What this task involves :: Two lines in the data below mark the range: the one with "Query: dark background" and the one with "cluster in this photo.". Return both, along with every line between them, exactly.

--- START ---

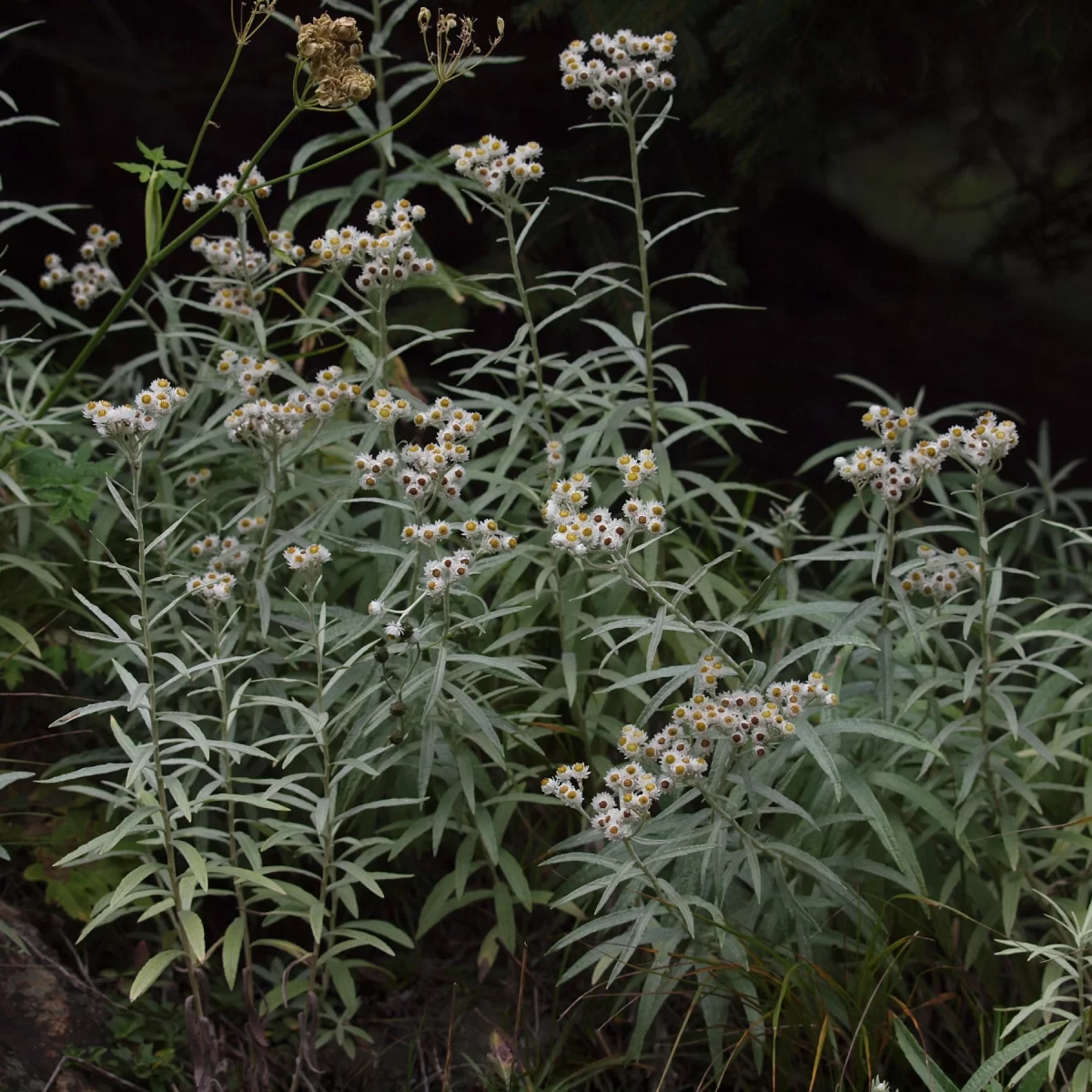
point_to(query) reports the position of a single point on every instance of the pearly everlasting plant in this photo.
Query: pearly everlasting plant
(356, 585)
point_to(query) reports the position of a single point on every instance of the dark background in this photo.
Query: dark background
(915, 180)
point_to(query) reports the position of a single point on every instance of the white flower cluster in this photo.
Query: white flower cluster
(484, 536)
(491, 164)
(197, 479)
(229, 555)
(236, 288)
(282, 243)
(683, 749)
(266, 421)
(90, 278)
(227, 186)
(893, 475)
(423, 470)
(388, 257)
(632, 64)
(579, 532)
(309, 558)
(278, 421)
(152, 407)
(248, 371)
(212, 587)
(939, 574)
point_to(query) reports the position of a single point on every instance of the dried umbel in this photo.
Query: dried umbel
(332, 49)
(451, 59)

--- END ---

Answer to the problem ::
Query: dark background
(915, 180)
point_to(query) reports the position of a single point on every instance of the white flower cluster in this photo.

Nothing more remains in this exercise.